To do:
(1) Translate this sentence from the RCWN performance discussion into Spanish: "So there's artificial downside to RCWN in this environment."
(2) In the RCWN performance discussion, how many runs per configuration did Michal's automated data include?
(3) Extend the RCWN performance discussion by another paragraph, starting right after its final sentence.

Given text:
* start *

2) Michal ran more data points using our automated tools (so I presume these used a localhost server).  We have a lot more data points here (73 runs for each config), yet oddly enough we see absolutely no significant differences in performance.  But the Speedometer numbers are also oddly high (61-62, vs mid-40s for our other runs), so I want to know more about that before making any conclusions. (Update from Michal: "It's the standard reference notebook. If you use framework https://github.com/mozilla/arewefastyet.git and do './execute.py -b remote.speedometer', it shows results ~61. If you do it manually on page https://mozilla.github.io/arewefastyet-speedometer/2.0/ it shows results around 42.'  Ehsan, is that something you've seen before?  Are there differences besides the location of the web server that you know of? Which method is arewefastyet.com using?)

3) Just as for our automated Speedometer results, we don't see any significant differences with RCWN on workstations--only on our reference hardware.

We can start digging into gecko profiles, necko logs, etc.  But before we do I'd like to have some idea of the goalposts here.  

In general, we have never considered tests that run with a localhost web server (and usually via an HTTP proxy--do we know if we use a proxy here too?) to be useful tests of necko performance, since it's not a realistic environment for networking.  In particular, let me note that running a localhost server (as I assume we do in our Speedometer results from bot runs) is a recipe for artificially poor performance with RCWN.  If RCWN decides to race with cache, that means that 1) the local disk is probably already under high load, and 2) we'll fire up a request to the web server, which will then add more I/O trying to access the same data (but in a different file).  So there's artificial downside to RCWN in this environment. (Another way of putting it is that RCWN is based on gambling that a different I/O channel may be faster, and so worth some overhead to try.  In this environment the 'different I/O channel' winds up being the same--the local disk--so we only add overhead).

* end *

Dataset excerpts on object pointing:
* start *

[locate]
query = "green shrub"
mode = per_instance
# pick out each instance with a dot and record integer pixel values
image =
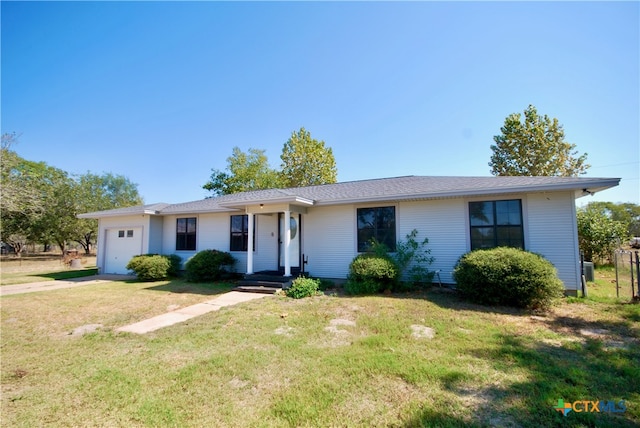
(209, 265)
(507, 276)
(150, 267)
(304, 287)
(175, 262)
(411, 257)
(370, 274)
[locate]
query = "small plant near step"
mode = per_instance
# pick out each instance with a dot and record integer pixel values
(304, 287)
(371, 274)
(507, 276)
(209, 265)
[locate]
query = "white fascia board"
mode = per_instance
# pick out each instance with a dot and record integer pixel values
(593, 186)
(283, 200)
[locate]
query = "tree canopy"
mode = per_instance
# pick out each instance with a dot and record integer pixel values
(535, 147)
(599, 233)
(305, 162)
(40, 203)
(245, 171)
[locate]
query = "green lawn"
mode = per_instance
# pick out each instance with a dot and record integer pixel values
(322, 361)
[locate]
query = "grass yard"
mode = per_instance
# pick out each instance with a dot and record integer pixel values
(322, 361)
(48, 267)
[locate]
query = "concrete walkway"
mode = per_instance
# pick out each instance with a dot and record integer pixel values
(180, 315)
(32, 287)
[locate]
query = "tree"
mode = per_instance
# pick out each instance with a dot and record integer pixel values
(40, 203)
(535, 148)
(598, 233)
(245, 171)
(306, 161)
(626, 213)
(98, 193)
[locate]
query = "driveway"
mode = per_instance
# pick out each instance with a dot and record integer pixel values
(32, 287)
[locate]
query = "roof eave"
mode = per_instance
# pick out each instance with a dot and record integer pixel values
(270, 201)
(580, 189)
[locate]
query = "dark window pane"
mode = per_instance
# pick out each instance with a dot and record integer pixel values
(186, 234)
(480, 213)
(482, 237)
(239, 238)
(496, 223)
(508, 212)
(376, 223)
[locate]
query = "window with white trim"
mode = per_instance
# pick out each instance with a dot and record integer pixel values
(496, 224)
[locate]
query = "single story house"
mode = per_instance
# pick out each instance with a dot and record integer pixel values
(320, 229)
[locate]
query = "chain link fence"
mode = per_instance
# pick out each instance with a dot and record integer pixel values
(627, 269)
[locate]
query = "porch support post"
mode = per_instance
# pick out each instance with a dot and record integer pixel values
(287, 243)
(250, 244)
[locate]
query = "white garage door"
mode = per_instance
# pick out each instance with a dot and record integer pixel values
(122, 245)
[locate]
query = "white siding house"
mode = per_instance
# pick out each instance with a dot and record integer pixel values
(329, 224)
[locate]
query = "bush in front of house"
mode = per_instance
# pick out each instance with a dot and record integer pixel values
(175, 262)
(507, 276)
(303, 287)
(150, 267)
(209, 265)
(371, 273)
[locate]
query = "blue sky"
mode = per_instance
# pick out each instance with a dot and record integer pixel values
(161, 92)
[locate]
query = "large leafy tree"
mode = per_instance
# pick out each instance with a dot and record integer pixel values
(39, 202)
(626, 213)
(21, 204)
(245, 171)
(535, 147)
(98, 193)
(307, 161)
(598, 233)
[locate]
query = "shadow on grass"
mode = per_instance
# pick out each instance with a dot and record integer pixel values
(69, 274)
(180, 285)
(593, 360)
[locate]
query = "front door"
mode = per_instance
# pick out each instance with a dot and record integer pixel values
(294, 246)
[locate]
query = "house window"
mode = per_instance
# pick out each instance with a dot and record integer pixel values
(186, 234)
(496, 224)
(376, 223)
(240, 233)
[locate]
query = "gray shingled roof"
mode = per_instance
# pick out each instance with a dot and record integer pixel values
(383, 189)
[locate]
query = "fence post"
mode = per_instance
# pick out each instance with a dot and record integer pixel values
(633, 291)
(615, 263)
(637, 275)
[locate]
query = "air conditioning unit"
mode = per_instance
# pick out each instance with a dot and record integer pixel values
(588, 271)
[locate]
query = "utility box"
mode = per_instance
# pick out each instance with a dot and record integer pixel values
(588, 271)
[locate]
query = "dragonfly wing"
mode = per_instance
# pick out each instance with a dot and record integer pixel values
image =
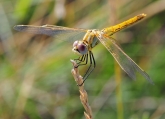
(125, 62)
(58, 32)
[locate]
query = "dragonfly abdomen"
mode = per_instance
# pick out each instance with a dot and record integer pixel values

* end *

Expected responses:
(1) Así que, en este entorno, RCWN tiene una desventaja artificial.

(2) 73 runs for each config.

(3)
That said, I understand that 1) Speedometer is a benchmark that may have market relevance that make it unavoidable (could we turn off RCWN for it? Or maybe it's as simple as teaching RCWN to not race for connections that resolve to localhost?); 2) We do seem to see these weird results when we use a remote server, too, so we need to look into that.  I think our next step is to get gecko/necko logs on a machine and see if we see anything interesting (maybe honza's log tracer can help?).

I personally have no idea why we'd be speeding things up on 32 bits, but slowing them down on 64.  Have we seen that pattern elsewhere and learned from it?
Flags: needinfo?(ehsan)
(In reply to Jason Duell [:jduell] (needinfo me) from comment #58)
> 1) 5 different Acer reference laptops, on which we manually ran 5-10
> Speedometer runs with RCWN on/off (and 32/64 bit) using the remote standard
> Speedometer webserver.  Aggregating all the results, we do see a
> statistically significant improvement for RCWN on 32 bit (+2.18%), and a
> perf hit on 64 bit (-0.9%).  However, if we exclude the noisiest laptop
> (PC1), which allegedly had update software running during some of the tests,
> the effects are less (+.59% and -.54%) and are no longer statistically
> significant.  If we use only the 3 laptops that had "stable" numbers (all
> std deviations < .5), then the effects drop further (.25%, -.13%) and are a
> total wash statistically.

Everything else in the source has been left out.